[Begin DATA LISTING]
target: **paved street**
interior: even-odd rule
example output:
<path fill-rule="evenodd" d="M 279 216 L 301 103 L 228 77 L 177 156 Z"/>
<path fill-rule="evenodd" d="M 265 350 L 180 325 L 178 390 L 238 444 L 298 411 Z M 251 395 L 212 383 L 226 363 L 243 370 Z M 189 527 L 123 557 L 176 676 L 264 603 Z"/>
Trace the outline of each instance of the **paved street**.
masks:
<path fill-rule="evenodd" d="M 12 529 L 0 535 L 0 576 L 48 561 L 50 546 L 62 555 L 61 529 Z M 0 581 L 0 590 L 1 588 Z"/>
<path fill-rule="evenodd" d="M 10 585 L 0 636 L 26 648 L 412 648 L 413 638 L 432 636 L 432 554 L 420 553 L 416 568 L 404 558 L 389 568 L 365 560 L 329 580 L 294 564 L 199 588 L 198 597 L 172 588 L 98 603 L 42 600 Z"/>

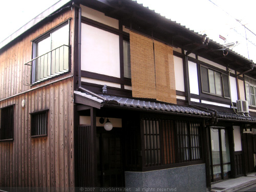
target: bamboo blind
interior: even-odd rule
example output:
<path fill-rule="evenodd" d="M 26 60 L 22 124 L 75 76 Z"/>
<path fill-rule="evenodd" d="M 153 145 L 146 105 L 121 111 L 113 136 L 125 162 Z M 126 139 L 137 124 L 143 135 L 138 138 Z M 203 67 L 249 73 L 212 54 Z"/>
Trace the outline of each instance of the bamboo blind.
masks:
<path fill-rule="evenodd" d="M 133 96 L 176 103 L 173 48 L 130 31 Z"/>
<path fill-rule="evenodd" d="M 130 31 L 133 97 L 156 98 L 152 39 Z"/>

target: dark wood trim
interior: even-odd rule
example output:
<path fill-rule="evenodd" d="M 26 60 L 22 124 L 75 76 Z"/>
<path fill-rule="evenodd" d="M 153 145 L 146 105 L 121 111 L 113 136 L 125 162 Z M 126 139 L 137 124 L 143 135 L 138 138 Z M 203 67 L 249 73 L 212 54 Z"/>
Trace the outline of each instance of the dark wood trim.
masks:
<path fill-rule="evenodd" d="M 211 66 L 210 64 L 208 64 L 206 62 L 202 61 L 200 60 L 198 60 L 198 63 L 200 66 L 203 66 L 203 67 L 206 67 L 209 68 L 211 69 L 213 69 L 214 70 L 217 71 L 217 72 L 219 72 L 224 73 L 225 75 L 228 75 L 228 73 L 226 71 L 223 70 L 222 69 L 218 68 L 215 66 Z M 219 65 L 220 65 L 220 64 L 219 64 Z"/>
<path fill-rule="evenodd" d="M 103 24 L 101 23 L 96 22 L 94 20 L 82 16 L 81 17 L 81 22 L 83 24 L 90 25 L 91 26 L 100 29 L 102 29 L 103 30 L 118 35 L 119 35 L 120 34 L 120 31 L 118 29 L 109 26 L 108 25 Z M 127 34 L 127 33 L 125 33 L 125 35 Z"/>
<path fill-rule="evenodd" d="M 87 82 L 81 82 L 82 87 L 86 89 L 96 93 L 103 94 L 102 93 L 102 85 L 89 83 Z M 117 88 L 113 87 L 107 86 L 106 95 L 111 95 L 113 96 L 121 96 L 127 98 L 132 98 L 132 91 L 122 89 L 121 88 Z"/>
<path fill-rule="evenodd" d="M 123 84 L 126 86 L 132 86 L 132 80 L 131 79 L 129 79 L 127 78 L 123 78 L 123 80 L 122 80 L 121 78 L 112 77 L 108 75 L 82 70 L 81 70 L 81 75 L 82 77 L 90 78 L 94 79 L 100 80 L 102 81 L 111 82 L 118 84 Z"/>
<path fill-rule="evenodd" d="M 185 55 L 181 53 L 178 52 L 176 51 L 173 51 L 173 53 L 174 53 L 174 56 L 175 56 L 176 57 L 180 57 L 182 59 L 185 57 Z"/>
<path fill-rule="evenodd" d="M 34 115 L 34 114 L 36 114 L 37 113 L 41 113 L 45 112 L 46 111 L 49 111 L 49 109 L 46 109 L 43 110 L 36 111 L 35 111 L 33 112 L 31 112 L 31 113 L 30 113 L 29 114 Z"/>

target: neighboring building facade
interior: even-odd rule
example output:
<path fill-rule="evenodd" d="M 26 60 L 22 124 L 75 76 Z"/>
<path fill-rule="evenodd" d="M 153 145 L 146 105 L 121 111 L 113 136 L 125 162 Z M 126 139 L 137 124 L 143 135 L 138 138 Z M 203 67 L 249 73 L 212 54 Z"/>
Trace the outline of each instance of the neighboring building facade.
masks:
<path fill-rule="evenodd" d="M 74 2 L 2 42 L 0 186 L 205 191 L 254 169 L 253 63 L 135 2 Z"/>

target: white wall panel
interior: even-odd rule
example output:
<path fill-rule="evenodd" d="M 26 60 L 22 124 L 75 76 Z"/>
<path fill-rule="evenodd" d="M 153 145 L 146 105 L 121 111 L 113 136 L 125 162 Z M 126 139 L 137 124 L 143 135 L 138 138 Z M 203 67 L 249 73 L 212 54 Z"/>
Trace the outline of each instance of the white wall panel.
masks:
<path fill-rule="evenodd" d="M 81 69 L 120 78 L 118 35 L 82 24 Z"/>
<path fill-rule="evenodd" d="M 107 118 L 105 118 L 104 123 L 101 124 L 99 122 L 100 117 L 104 118 L 105 117 L 96 117 L 96 126 L 103 126 L 104 123 L 106 122 Z M 112 123 L 114 127 L 122 127 L 122 119 L 118 119 L 116 118 L 109 118 L 109 120 Z M 91 124 L 91 117 L 90 116 L 79 116 L 79 124 Z"/>
<path fill-rule="evenodd" d="M 206 101 L 206 100 L 202 100 L 201 102 L 202 103 L 212 104 L 213 105 L 224 106 L 225 108 L 230 108 L 230 105 L 229 105 L 228 104 L 222 104 L 222 103 L 217 103 L 216 102 L 208 101 Z"/>
<path fill-rule="evenodd" d="M 244 92 L 244 83 L 242 80 L 238 79 L 238 86 L 239 86 L 239 92 L 240 93 L 240 99 L 245 100 L 245 93 Z"/>
<path fill-rule="evenodd" d="M 233 126 L 234 142 L 234 151 L 242 151 L 242 143 L 241 140 L 240 127 Z"/>
<path fill-rule="evenodd" d="M 200 56 L 198 56 L 198 60 L 200 60 L 202 61 L 203 61 L 204 62 L 206 62 L 206 63 L 208 63 L 209 65 L 210 65 L 212 66 L 215 66 L 217 68 L 220 68 L 220 69 L 221 69 L 223 70 L 225 70 L 225 71 L 226 71 L 226 67 L 224 67 L 224 66 L 222 66 L 222 65 L 220 65 L 220 64 L 218 64 L 216 62 L 212 62 L 209 60 L 208 60 L 208 59 L 205 59 L 204 58 L 203 58 L 203 57 L 201 57 Z"/>
<path fill-rule="evenodd" d="M 236 102 L 237 100 L 238 100 L 237 81 L 236 80 L 236 78 L 229 76 L 229 84 L 232 102 Z"/>
<path fill-rule="evenodd" d="M 197 63 L 188 61 L 188 74 L 190 93 L 199 95 Z"/>
<path fill-rule="evenodd" d="M 184 86 L 183 63 L 182 59 L 174 56 L 174 74 L 176 90 L 185 91 Z"/>
<path fill-rule="evenodd" d="M 109 26 L 118 29 L 118 20 L 105 16 L 104 13 L 80 5 L 82 9 L 82 16 L 108 25 Z"/>

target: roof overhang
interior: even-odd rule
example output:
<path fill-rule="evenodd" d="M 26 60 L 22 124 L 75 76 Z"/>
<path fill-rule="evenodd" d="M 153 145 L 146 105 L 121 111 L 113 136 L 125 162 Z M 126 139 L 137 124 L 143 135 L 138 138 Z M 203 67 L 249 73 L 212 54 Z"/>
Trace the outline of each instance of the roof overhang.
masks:
<path fill-rule="evenodd" d="M 104 98 L 105 101 L 99 99 L 89 94 L 79 91 L 74 91 L 75 102 L 90 107 L 101 109 L 111 108 L 117 109 L 125 109 L 140 111 L 146 113 L 160 113 L 165 114 L 189 116 L 190 117 L 209 119 L 217 118 L 219 121 L 232 121 L 248 123 L 256 123 L 256 118 L 244 116 L 231 113 L 217 111 L 205 112 L 193 107 L 179 106 L 166 103 L 140 100 L 137 98 L 128 98 L 108 95 L 99 95 Z M 82 110 L 83 108 L 80 108 Z M 86 108 L 84 108 L 86 109 Z M 216 117 L 214 115 L 216 115 Z"/>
[End DATA LISTING]
**OBJECTIVE**
Rewrite the part that opens with the line containing "target: bamboo blind" and closes with the line containing "130 31 L 133", swapping "bamboo blind" for "bamboo shade" and keeping everything else the same.

**FINAL ANSWER**
target: bamboo shade
interior: even-odd rule
example output:
<path fill-rule="evenodd" d="M 26 60 L 22 124 L 75 76 Z"/>
<path fill-rule="evenodd" d="M 153 145 L 146 105 L 121 111 L 113 136 L 125 162 Z M 126 139 L 137 124 L 143 135 L 138 138 Z M 203 67 L 249 73 L 212 54 Z"/>
Trace the outline of each instance of the bamboo shade.
masks:
<path fill-rule="evenodd" d="M 133 96 L 176 103 L 173 48 L 130 31 Z"/>
<path fill-rule="evenodd" d="M 130 31 L 133 97 L 156 98 L 152 39 Z"/>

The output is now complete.